▶ TEXTO:
Como podemos deixar-nos tocar pela Palavra?
Podemos ler a Bíblia simplesmente
para aumentar o nosso conhecimento ou para ver a nossa fé confirmada. Não há
nada de mal nisso. Uma leitura pessoal da Bíblia procura ir mais longe. Faz-nos
entrar em diálogo, um diálogo que interpelara´ o nosso coração e nos irá expor.
Uma leitura pessoal da Bíblia expõe-nos porque tentamos acolher conscientemente
a palavra de um Outro. Em vez de nos ficarmos, como habitualmente, pelo que se
passa dentro de nós, esforçamo-nos por escutar uma voz que não vem de nós, que
nos interpela e nos liberta do que nos aprisiona e nos isola, uma voz que tem
uma opinião de nós diferente daquilo que pensamos de nós mesmos. Será que
sabemos deixar que essa voz nos desinquiete, nos diga coisas de que não nos
apercebemos, nos revele aquilo que não queremos ver?

▶ DADOS BRUTOS:

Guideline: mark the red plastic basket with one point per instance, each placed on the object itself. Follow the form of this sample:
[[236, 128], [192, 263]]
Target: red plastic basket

▶ REQUISITOS DAS TAREFAS:
(A) Extraia do texto sobre a leitura da Bíblia o trecho que vai de "Como podemos deixar-nos" até "não queremos ver?", sem qualquer alteração.
(B) Segundo o texto sobre a leitura da Bíblia, porque é que uma leitura pessoal da Bíblia nos expõe?
(C) Dê continuidade ao texto sobre a leitura da Bíblia a partir do ponto em que ele termina.

▶ RESPOSTAS ÀS TAREFAS:
(A)
Como podemos deixar-nos tocar pela Palavra?
Podemos ler a Bíblia simplesmente
para aumentar o nosso conhecimento ou para ver a nossa fé confirmada. Não há
nada de mal nisso. Uma leitura pessoal da Bíblia procura ir mais longe. Faz-nos
entrar em diálogo, um diálogo que interpelara´ o nosso coração e nos irá expor.
Uma leitura pessoal da Bíblia expõe-nos porque tentamos acolher conscientemente
a palavra de um Outro. Em vez de nos ficarmos, como habitualmente, pelo que se
passa dentro de nós, esforçamo-nos por escutar uma voz que não vem de nós, que
nos interpela e nos liberta do que nos aprisiona e nos isola, uma voz que tem
uma opinião de nós diferente daquilo que pensamos de nós mesmos. Será que
sabemos deixar que essa voz nos desinquiete, nos diga coisas de que não nos
apercebemos, nos revele aquilo que não queremos ver?

(B) Porque tentamos acolher conscientemente a palavra de um Outro.

(C)
Alteridade da Palavra! Porque
esta palavra não está ao mesmo nível que os discursos que se ouvem à nossa
volta, nem se confunde com as ideias que nos habitam. A Palavra de Deus
apresenta-se talvez de uma forma mais pobre, pode mesmo parecer menos
interessante, mas distingue-se fundamentalmente pela fonte de que provém, pois
testemunha esse mistério que está na origem de tudo e que tudo sustém, esse
amor que nunca poderíamos ter concebido por nós próprios.
Neste sentido, a Palavra tem sobre
nós uma autoridade única. Não é uma autoridade que se impõe arbitrariamente sem
ter em conta o que somos, mas a única e verdadeira autoridade que nos faz ser e
crescer. Quem acolhe esta Palavra ousa expor-se à sua alteridade e arranja na
sua vida o espaço necessário para que esta se faça ouvir. Afasta tudo o que
possa atravancar esse espaço. Deseja que esta Palavra seja uma companheira ao
longo de toda a sua vida e para isso habitua-se ao silêncio.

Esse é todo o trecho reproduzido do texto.